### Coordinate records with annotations
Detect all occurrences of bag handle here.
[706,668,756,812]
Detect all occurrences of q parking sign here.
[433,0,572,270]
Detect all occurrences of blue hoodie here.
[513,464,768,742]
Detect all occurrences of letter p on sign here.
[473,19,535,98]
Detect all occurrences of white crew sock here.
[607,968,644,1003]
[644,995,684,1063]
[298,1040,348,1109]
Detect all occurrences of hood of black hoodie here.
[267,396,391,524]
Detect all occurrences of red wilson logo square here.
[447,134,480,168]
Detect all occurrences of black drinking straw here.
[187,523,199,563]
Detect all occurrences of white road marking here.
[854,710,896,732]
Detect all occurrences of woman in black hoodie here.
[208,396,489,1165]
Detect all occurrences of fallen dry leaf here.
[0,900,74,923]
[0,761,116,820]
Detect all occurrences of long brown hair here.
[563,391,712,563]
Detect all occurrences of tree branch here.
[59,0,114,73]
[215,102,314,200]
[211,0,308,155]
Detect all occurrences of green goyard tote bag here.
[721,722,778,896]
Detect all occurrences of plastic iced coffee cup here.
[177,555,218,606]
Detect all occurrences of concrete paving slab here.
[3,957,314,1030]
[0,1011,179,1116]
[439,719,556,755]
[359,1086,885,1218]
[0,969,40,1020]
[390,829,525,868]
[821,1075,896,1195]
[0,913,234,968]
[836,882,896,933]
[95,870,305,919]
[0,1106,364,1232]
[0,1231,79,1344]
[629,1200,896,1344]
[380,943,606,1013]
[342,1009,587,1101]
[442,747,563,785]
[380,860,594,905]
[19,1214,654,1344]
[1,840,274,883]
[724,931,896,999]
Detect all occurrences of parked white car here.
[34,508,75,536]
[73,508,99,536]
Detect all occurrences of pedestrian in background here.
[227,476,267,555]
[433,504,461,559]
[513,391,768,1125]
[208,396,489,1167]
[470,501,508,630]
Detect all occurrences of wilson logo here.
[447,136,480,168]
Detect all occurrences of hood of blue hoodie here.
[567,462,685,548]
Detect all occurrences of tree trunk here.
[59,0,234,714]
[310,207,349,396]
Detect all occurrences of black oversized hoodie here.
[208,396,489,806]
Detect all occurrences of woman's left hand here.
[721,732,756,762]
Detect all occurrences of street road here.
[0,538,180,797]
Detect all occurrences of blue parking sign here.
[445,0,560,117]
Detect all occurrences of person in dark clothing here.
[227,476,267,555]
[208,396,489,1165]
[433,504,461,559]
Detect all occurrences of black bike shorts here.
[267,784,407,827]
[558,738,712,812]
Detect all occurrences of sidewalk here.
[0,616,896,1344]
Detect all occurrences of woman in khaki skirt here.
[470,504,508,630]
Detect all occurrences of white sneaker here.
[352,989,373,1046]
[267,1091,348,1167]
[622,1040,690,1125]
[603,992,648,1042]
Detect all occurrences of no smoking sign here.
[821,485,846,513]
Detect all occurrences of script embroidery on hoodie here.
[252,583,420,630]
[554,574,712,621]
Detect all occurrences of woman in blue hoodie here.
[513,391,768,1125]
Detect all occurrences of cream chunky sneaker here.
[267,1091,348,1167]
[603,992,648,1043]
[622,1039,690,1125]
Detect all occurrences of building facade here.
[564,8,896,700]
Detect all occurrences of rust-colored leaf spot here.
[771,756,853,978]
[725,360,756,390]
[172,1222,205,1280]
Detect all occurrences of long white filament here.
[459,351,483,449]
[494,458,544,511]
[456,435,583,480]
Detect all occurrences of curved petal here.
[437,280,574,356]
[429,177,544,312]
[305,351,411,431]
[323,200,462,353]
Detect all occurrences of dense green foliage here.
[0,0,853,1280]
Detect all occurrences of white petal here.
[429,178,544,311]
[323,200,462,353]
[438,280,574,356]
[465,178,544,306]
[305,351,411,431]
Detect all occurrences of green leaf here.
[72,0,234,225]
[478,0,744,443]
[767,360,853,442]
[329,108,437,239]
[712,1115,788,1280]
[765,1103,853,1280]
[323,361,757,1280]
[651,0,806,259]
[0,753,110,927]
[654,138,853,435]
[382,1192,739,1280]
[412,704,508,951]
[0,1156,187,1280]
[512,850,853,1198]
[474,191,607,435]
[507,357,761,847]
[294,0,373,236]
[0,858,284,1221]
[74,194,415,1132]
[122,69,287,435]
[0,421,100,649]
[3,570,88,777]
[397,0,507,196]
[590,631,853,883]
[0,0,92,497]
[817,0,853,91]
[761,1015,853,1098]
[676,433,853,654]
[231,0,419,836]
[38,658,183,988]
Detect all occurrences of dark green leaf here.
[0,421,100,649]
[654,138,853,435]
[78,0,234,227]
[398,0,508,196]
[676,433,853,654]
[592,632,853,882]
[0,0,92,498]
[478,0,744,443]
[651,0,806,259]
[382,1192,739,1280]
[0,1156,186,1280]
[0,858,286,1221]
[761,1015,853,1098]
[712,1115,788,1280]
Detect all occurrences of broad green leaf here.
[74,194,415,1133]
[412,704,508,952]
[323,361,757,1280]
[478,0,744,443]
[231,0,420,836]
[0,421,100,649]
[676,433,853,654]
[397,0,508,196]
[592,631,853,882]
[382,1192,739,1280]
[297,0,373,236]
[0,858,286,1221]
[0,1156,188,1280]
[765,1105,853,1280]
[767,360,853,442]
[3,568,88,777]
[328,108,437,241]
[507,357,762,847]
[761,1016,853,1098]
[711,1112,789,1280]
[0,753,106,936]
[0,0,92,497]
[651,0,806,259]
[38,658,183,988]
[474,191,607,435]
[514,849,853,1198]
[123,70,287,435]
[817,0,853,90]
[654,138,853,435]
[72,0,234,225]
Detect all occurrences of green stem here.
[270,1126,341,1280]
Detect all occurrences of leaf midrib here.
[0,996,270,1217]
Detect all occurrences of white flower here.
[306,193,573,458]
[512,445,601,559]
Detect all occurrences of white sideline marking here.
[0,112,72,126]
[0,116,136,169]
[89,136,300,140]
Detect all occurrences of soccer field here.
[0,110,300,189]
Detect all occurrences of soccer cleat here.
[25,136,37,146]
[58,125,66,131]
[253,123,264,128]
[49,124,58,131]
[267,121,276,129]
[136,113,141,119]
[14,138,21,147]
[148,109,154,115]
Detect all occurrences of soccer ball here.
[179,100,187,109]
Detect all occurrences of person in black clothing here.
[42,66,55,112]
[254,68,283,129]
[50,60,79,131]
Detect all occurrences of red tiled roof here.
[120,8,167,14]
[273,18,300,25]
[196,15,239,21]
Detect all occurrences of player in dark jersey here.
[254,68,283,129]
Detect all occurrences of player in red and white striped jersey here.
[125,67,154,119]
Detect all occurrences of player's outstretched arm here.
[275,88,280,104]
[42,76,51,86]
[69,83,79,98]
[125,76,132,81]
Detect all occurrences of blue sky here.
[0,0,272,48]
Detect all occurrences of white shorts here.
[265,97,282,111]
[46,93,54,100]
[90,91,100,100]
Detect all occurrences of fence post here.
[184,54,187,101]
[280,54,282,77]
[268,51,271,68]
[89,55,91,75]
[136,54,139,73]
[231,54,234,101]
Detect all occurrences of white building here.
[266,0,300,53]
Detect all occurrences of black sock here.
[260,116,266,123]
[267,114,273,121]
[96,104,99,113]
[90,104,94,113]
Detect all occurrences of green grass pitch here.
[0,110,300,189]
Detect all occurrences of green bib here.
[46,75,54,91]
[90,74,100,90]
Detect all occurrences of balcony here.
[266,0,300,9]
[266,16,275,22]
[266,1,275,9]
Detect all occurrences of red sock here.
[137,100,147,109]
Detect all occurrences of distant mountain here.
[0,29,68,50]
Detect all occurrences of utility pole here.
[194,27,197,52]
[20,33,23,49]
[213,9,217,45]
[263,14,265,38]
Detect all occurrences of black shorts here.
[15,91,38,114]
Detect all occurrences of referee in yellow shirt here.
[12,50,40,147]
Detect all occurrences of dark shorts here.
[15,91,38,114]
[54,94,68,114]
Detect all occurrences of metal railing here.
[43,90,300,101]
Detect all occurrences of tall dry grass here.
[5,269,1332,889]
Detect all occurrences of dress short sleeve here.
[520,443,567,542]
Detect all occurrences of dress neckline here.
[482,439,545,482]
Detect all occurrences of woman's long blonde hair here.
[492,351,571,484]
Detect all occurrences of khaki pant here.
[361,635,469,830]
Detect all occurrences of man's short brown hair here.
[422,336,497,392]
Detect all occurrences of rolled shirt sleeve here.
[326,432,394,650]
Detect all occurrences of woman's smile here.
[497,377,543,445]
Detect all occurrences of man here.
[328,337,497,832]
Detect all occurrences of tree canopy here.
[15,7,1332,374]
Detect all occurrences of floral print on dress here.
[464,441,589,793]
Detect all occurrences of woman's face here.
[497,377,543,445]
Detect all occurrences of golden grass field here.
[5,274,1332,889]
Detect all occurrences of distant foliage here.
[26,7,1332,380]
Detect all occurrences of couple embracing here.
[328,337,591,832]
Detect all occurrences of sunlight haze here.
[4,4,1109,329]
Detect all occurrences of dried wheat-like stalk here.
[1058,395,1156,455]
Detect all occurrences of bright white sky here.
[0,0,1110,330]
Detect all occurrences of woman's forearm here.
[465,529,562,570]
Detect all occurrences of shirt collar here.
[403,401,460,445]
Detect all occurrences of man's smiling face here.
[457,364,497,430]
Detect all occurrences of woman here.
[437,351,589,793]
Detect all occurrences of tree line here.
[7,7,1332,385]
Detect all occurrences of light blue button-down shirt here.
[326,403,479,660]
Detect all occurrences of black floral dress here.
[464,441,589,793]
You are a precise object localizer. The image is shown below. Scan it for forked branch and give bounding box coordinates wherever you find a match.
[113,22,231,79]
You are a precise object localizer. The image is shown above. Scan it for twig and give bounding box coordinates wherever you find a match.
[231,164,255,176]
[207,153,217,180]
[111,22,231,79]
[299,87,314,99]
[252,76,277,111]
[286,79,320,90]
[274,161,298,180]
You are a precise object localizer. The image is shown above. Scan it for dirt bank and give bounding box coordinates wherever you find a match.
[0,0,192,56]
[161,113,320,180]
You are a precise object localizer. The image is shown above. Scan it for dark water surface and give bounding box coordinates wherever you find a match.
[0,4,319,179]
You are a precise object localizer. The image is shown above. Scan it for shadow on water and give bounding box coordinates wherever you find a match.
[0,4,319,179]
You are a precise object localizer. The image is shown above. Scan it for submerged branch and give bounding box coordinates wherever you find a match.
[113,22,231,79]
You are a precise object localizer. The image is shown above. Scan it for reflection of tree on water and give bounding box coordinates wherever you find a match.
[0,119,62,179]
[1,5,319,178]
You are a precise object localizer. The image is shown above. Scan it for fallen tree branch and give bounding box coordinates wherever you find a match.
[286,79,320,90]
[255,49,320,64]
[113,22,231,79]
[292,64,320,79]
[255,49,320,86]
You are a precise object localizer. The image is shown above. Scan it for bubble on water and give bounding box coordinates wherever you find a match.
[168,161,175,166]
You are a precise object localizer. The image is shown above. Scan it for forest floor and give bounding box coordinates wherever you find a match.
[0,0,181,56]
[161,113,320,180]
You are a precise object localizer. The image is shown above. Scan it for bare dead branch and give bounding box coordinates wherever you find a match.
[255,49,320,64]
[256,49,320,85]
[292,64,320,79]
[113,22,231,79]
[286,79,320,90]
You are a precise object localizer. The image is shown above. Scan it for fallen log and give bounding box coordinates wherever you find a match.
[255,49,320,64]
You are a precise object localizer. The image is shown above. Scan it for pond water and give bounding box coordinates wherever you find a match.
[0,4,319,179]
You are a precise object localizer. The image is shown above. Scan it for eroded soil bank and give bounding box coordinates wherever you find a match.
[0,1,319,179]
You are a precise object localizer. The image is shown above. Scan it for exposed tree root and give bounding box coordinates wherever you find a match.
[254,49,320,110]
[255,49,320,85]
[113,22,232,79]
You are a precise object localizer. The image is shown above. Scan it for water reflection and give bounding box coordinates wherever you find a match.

### Stated exercise
Please retype everything from the start of the records down to the line containing "[177,555,218,606]", including that line.

### Right answer
Detect all occurrences of bag handle here.
[706,668,756,812]
Detect all occurrences of q parking sign here.
[433,0,572,270]
Detect all occurrences of blue hoodie here.
[513,464,768,742]
Detect all occurrences of letter p on sign here.
[473,19,535,98]
Detect all occurrences of white crew sock here.
[607,968,644,1003]
[644,995,684,1063]
[298,1040,348,1109]
Detect all occurrences of hood of black hoodie here.
[267,396,391,524]
Detect all occurrences of red wilson logo square here.
[447,134,480,168]
Detect all occurrences of black drinking straw here.
[187,523,199,563]
Detect all occurrences of white road marking here.
[854,710,896,732]
Detect all occurrences of woman in black hoodie here.
[208,396,489,1165]
Detect all occurrences of fallen dry leaf here.
[0,900,74,923]
[0,761,116,820]
Detect all occurrences of long brown hair here.
[563,391,712,563]
Detect all occurrences of tree branch here.
[59,0,114,73]
[215,102,314,200]
[211,0,308,155]
Detect all occurrences of green goyard tote bag here.
[721,722,778,896]
Detect all occurrences of plastic iced coffee cup here.
[177,555,218,606]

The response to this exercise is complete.